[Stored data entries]

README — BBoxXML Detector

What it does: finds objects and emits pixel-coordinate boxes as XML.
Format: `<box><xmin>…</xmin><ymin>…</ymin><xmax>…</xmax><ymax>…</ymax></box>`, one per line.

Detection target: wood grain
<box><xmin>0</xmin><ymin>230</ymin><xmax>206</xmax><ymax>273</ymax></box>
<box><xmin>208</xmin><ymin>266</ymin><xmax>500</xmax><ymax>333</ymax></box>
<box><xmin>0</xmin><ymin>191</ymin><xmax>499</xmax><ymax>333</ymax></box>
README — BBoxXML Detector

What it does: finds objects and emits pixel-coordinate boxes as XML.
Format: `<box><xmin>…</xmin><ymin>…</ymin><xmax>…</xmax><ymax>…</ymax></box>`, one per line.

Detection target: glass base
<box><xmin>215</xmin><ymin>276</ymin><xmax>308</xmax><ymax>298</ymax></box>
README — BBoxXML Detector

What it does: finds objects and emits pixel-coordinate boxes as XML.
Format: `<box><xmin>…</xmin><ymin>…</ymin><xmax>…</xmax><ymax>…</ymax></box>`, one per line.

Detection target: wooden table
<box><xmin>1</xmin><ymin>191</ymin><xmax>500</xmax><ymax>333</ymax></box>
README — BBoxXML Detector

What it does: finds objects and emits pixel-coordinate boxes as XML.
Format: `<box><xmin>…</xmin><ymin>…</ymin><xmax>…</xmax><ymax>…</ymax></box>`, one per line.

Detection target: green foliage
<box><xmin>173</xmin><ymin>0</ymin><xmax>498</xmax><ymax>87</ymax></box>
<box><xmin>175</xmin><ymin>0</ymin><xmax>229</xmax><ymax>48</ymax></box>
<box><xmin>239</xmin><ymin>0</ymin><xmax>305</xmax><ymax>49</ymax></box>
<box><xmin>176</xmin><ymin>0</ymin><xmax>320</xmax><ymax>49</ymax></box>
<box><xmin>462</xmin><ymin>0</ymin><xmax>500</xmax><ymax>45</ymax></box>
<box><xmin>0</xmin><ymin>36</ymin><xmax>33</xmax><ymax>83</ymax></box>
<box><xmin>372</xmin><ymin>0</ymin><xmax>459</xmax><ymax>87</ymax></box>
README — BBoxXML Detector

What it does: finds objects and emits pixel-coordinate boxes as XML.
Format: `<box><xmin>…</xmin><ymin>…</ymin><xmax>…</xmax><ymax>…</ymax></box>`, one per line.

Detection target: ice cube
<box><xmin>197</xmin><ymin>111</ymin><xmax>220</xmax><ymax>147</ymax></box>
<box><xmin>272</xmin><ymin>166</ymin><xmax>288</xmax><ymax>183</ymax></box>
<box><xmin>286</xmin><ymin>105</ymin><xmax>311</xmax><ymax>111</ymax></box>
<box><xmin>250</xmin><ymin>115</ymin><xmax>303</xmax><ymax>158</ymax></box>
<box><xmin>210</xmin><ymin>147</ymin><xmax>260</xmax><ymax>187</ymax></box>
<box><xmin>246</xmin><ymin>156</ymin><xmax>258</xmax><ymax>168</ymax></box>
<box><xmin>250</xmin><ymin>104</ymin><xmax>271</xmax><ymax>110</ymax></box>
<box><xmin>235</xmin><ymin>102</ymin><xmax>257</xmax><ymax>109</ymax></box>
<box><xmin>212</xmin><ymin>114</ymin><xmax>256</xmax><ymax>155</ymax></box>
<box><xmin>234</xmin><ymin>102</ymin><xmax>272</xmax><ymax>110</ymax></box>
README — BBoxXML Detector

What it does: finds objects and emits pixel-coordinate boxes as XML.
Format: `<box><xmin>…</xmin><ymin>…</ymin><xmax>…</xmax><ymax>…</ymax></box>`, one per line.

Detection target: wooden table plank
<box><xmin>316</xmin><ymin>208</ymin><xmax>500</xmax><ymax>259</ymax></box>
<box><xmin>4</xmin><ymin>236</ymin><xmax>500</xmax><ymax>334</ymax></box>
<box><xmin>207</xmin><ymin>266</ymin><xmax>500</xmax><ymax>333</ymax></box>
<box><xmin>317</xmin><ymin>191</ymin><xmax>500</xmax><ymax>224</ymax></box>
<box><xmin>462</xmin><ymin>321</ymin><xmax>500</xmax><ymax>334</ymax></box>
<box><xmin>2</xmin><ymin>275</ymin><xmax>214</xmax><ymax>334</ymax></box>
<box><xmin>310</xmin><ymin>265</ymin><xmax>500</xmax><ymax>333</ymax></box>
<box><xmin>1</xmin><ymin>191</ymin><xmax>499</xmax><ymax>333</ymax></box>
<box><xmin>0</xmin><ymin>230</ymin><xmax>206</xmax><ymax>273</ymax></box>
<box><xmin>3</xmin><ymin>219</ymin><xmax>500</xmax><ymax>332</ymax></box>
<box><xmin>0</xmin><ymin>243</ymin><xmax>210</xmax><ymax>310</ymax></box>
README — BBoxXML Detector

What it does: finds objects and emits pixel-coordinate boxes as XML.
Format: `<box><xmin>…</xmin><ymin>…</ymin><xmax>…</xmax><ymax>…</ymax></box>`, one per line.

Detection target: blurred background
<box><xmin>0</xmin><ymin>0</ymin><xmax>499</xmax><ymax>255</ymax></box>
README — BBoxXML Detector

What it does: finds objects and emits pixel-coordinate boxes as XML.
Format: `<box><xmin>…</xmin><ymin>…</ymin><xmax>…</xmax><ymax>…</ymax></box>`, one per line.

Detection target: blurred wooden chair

* _TASK ITEM_:
Write out every entry exactly as given.

* _TASK RESULT_:
README — BBoxXML Detector

What it does: finds objects and emits pixel-coordinate boxes as XML.
Format: `<box><xmin>…</xmin><ymin>…</ymin><xmax>…</xmax><ymax>…</ymax></box>`, one per line.

Detection target: wood grain
<box><xmin>0</xmin><ymin>230</ymin><xmax>206</xmax><ymax>273</ymax></box>
<box><xmin>208</xmin><ymin>266</ymin><xmax>500</xmax><ymax>333</ymax></box>
<box><xmin>0</xmin><ymin>191</ymin><xmax>499</xmax><ymax>333</ymax></box>
README — BBoxXML Detector

What it does: finds objects and emits pixel-coordinate boxes as XML.
Format: `<box><xmin>…</xmin><ymin>…</ymin><xmax>…</xmax><ymax>…</ymax></box>`, one per line.

Detection target: glass base
<box><xmin>215</xmin><ymin>276</ymin><xmax>308</xmax><ymax>298</ymax></box>
README — BBoxXML Detector

What it does: finds objects and emits pixel-coordinate boxes as XML.
Format: `<box><xmin>…</xmin><ymin>…</ymin><xmax>…</xmax><ymax>…</ymax></box>`, one per line.

Detection target: wooden table
<box><xmin>1</xmin><ymin>191</ymin><xmax>500</xmax><ymax>333</ymax></box>
README — BBoxXML Detector

What it does: finds objects and emits pixel-coordinate boxes as XML.
Format: `<box><xmin>…</xmin><ymin>…</ymin><xmax>…</xmax><ymax>…</ymax></box>`, one per line.

Detection target: green foliage
<box><xmin>173</xmin><ymin>0</ymin><xmax>498</xmax><ymax>87</ymax></box>
<box><xmin>175</xmin><ymin>0</ymin><xmax>229</xmax><ymax>48</ymax></box>
<box><xmin>239</xmin><ymin>0</ymin><xmax>305</xmax><ymax>49</ymax></box>
<box><xmin>176</xmin><ymin>0</ymin><xmax>320</xmax><ymax>49</ymax></box>
<box><xmin>462</xmin><ymin>0</ymin><xmax>500</xmax><ymax>45</ymax></box>
<box><xmin>0</xmin><ymin>36</ymin><xmax>33</xmax><ymax>83</ymax></box>
<box><xmin>372</xmin><ymin>0</ymin><xmax>459</xmax><ymax>87</ymax></box>
README — BBoxXML Detector

What it does: finds objects and emits pixel-coordinate boxes as XML.
Format: `<box><xmin>…</xmin><ymin>…</ymin><xmax>…</xmax><ymax>…</ymax></box>`, one per line.

Detection target: ice cube
<box><xmin>197</xmin><ymin>111</ymin><xmax>220</xmax><ymax>147</ymax></box>
<box><xmin>272</xmin><ymin>166</ymin><xmax>288</xmax><ymax>183</ymax></box>
<box><xmin>286</xmin><ymin>105</ymin><xmax>311</xmax><ymax>111</ymax></box>
<box><xmin>250</xmin><ymin>115</ymin><xmax>303</xmax><ymax>158</ymax></box>
<box><xmin>210</xmin><ymin>147</ymin><xmax>260</xmax><ymax>187</ymax></box>
<box><xmin>246</xmin><ymin>156</ymin><xmax>258</xmax><ymax>168</ymax></box>
<box><xmin>250</xmin><ymin>104</ymin><xmax>271</xmax><ymax>110</ymax></box>
<box><xmin>235</xmin><ymin>102</ymin><xmax>257</xmax><ymax>109</ymax></box>
<box><xmin>212</xmin><ymin>114</ymin><xmax>256</xmax><ymax>155</ymax></box>
<box><xmin>234</xmin><ymin>102</ymin><xmax>272</xmax><ymax>110</ymax></box>
README — BBoxXML Detector

What it does: finds objects and emits pixel-coordinate boxes as XML.
Format: `<box><xmin>…</xmin><ymin>…</ymin><xmax>…</xmax><ymax>…</ymax></box>`, one per line.

Detection target: wooden table plank
<box><xmin>316</xmin><ymin>208</ymin><xmax>500</xmax><ymax>259</ymax></box>
<box><xmin>4</xmin><ymin>236</ymin><xmax>500</xmax><ymax>334</ymax></box>
<box><xmin>207</xmin><ymin>266</ymin><xmax>500</xmax><ymax>333</ymax></box>
<box><xmin>317</xmin><ymin>191</ymin><xmax>500</xmax><ymax>224</ymax></box>
<box><xmin>462</xmin><ymin>321</ymin><xmax>500</xmax><ymax>334</ymax></box>
<box><xmin>2</xmin><ymin>275</ymin><xmax>214</xmax><ymax>334</ymax></box>
<box><xmin>310</xmin><ymin>265</ymin><xmax>500</xmax><ymax>333</ymax></box>
<box><xmin>1</xmin><ymin>191</ymin><xmax>499</xmax><ymax>333</ymax></box>
<box><xmin>0</xmin><ymin>230</ymin><xmax>206</xmax><ymax>273</ymax></box>
<box><xmin>3</xmin><ymin>219</ymin><xmax>500</xmax><ymax>332</ymax></box>
<box><xmin>0</xmin><ymin>243</ymin><xmax>210</xmax><ymax>310</ymax></box>
README — BBoxXML Detector

What it does: finds objects and emits pixel-coordinate boxes as XML.
Format: `<box><xmin>…</xmin><ymin>…</ymin><xmax>…</xmax><ymax>…</ymax></box>`, one per line.

Detection target: blurred background
<box><xmin>0</xmin><ymin>0</ymin><xmax>499</xmax><ymax>255</ymax></box>
README — BBoxXML Detector

What it does: finds objects and emits pixel-coordinate boxes as XML.
Format: `<box><xmin>…</xmin><ymin>…</ymin><xmax>…</xmax><ymax>…</ymax></box>`, one per line.

Detection target: blurred wooden chair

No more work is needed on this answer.